[Stored records]
________________

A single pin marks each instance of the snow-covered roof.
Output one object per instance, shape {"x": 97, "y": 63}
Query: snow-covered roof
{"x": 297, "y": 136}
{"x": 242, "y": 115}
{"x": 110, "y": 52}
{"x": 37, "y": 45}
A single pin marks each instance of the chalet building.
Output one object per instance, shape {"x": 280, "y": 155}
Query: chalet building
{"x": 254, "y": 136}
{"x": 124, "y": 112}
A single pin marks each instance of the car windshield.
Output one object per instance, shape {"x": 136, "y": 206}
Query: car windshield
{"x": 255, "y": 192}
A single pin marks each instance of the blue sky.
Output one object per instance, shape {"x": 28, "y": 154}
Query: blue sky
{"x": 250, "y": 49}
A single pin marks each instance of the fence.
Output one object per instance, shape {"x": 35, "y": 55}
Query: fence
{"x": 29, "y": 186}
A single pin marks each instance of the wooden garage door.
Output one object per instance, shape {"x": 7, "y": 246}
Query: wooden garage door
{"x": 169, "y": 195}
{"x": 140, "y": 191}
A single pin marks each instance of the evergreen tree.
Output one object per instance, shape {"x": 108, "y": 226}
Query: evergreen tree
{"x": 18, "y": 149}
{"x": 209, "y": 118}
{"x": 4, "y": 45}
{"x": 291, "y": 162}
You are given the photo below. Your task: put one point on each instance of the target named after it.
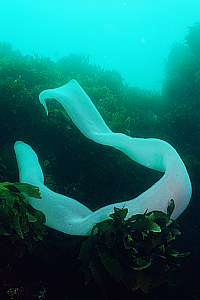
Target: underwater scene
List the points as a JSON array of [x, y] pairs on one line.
[[99, 149]]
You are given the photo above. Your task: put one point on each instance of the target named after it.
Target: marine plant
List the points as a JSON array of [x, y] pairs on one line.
[[21, 226], [136, 252]]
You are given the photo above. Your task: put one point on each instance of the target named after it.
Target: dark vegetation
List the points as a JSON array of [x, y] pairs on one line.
[[94, 174]]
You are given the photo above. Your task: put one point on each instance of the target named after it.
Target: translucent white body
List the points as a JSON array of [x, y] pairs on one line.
[[70, 216]]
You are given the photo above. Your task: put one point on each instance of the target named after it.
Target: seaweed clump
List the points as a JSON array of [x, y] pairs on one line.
[[21, 226], [136, 253]]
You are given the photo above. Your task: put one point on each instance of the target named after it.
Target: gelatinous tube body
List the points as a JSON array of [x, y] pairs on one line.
[[70, 216]]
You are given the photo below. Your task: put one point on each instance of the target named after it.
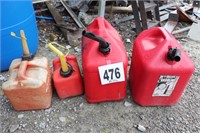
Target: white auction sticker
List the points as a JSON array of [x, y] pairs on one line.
[[165, 85], [111, 73]]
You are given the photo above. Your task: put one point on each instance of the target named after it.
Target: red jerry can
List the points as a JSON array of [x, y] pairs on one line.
[[66, 76], [160, 68], [29, 84], [104, 62]]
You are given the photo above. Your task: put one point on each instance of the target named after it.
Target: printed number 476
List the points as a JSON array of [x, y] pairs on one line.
[[110, 73]]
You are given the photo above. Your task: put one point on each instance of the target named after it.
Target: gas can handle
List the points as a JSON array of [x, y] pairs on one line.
[[22, 70], [104, 46]]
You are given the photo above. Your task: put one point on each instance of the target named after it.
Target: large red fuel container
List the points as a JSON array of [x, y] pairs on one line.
[[66, 76], [104, 62], [160, 68], [29, 84]]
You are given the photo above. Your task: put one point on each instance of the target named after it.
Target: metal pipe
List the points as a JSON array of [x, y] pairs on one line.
[[101, 9]]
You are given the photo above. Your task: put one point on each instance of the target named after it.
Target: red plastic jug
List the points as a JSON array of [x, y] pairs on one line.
[[66, 76], [160, 68], [104, 62], [29, 84]]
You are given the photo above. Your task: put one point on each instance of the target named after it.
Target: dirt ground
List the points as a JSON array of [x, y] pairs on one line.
[[76, 115]]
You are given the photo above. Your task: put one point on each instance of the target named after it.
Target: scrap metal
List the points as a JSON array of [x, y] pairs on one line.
[[73, 15]]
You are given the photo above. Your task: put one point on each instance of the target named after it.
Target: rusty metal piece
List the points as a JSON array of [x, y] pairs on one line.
[[172, 22], [73, 15], [143, 10], [124, 19], [181, 30], [196, 8], [57, 17], [183, 16], [101, 10]]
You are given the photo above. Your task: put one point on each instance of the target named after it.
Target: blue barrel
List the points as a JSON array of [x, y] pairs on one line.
[[16, 15]]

________________

**EXERCISE DIRECTIONS:** The listing above needs to be output again exactly. Don't include the pictures.

**RIGHT ANSWER:**
A single pin marks each instance of the snow-covered roof.
Output one object per instance, shape {"x": 97, "y": 63}
Query: snow-covered roof
{"x": 297, "y": 136}
{"x": 242, "y": 115}
{"x": 110, "y": 52}
{"x": 37, "y": 45}
A single pin marks each instance of the chalet building.
Output one object per instance, shape {"x": 280, "y": 155}
Query: chalet building
{"x": 254, "y": 136}
{"x": 124, "y": 112}
A single pin marks each instance of the car windshield.
Output one object per instance, shape {"x": 136, "y": 206}
Query: car windshield
{"x": 255, "y": 192}
A single pin marks each instance of the blue sky.
Output one object per instance, shape {"x": 28, "y": 154}
Query: blue sky
{"x": 250, "y": 49}
A single pin marks each instance of the fence.
Output one object per instance, shape {"x": 35, "y": 55}
Query: fence
{"x": 29, "y": 186}
A single pin marks each instance of the wooden garage door.
Output one object per instance, shape {"x": 7, "y": 246}
Query: wooden garage door
{"x": 169, "y": 195}
{"x": 140, "y": 191}
A single pin marks each instance of the evergreen tree.
Output one object per instance, shape {"x": 108, "y": 226}
Query: evergreen tree
{"x": 18, "y": 149}
{"x": 209, "y": 118}
{"x": 4, "y": 45}
{"x": 291, "y": 162}
You are given the photo below. Your task: put one point on each instance of the target named after it.
Target: underwater scene
List the points as a JSON array of [x, y] pairs on one line.
[[99, 149]]
You are given the photo above. Your task: put one point on each instance of the target named after it.
Target: marine plant
List the points as a JSON array of [x, y] pairs on one line.
[[21, 226], [136, 252]]
You are given the photo above. Your task: put one point on each instance of the target named after it.
Target: dark vegetation
List the points as a JSON array of [x, y] pairs on one line.
[[94, 174]]
You are given the photo above. Your task: put one point on each instance of the target named after it.
Target: translucent white body
List the points as a JSON array of [x, y] pairs on one line.
[[70, 216]]
You are given the photo above. Your task: put one point on each instance of the target named after it.
Target: seaweed clump
List the points as a JSON array of [x, y] pairs on one line.
[[21, 226], [136, 253]]
You are given the photo above. Your task: put one point on each instance of the target named after it.
Target: gelatinous tube body
List the points as a JSON array of [x, y] pairs on one line.
[[70, 216]]
You are given the photo below. Your task: put one point on each instance of the target named after it.
Target: white auction sticker
List the points as a JSON array of [x, y] pairs on one line.
[[165, 85], [111, 73]]
You are given the photo above. Your task: put one point on each instance of the target named after it.
Target: red jerry can
List the points as a JSON array of [x, y] pairs on one line.
[[66, 76], [160, 68], [29, 84], [104, 62]]
You are given the photo above. Your task: put one point on each instance of the target named after it.
Target: printed number 476
List the points as a JSON array of [x, y] pairs on one line.
[[110, 73]]
You are given the photo above. Your task: put one point on each instance of the target named after it.
Target: gas can handle
List the points as a JSON array of [x, y] pairs on one line.
[[22, 70], [104, 46]]
You are given the photo above. Your task: put one point on each instance of the target named after it.
Target: large red fuel container
List the points as a JSON array of [x, y] pairs on one line.
[[66, 76], [104, 62], [160, 68], [29, 84]]
You are given the photo above. Your task: put one point on each instance of the target named after it.
Target: metal pipe
List the points as a JSON array of [x, y] pairs on one line.
[[101, 9]]
You are given the photo above. Your task: put one point on each instance of the target named after it.
Target: red plastic jug
List the points as a JSON array of [x, y] pairs on one line.
[[66, 76], [160, 68], [104, 62], [29, 84]]
You are given the photo above. Your task: put one point on each instance of the target named after it.
Target: dirt ground
List the points as a JSON array of [x, y] pairs on one line.
[[76, 115]]
You are given the photo above. Your task: put one point on each instance of the target named after it.
Target: scrap metal
List the points as a JSON array of [x, y] pairs on one line.
[[73, 15]]
You are given the photo above. Your task: put one point on each instance of the target named after it.
Target: rusty metal piece
List the points as a JSON array of [x, y] pairs on one line.
[[172, 22], [73, 15], [143, 10], [124, 19], [181, 30], [196, 8], [57, 17], [183, 16], [101, 10]]
You are given the photo above. Your task: put one point on each instance of the target named after it.
Target: blue barrel
List the points as a JSON array of [x, y] pairs on one line.
[[16, 15]]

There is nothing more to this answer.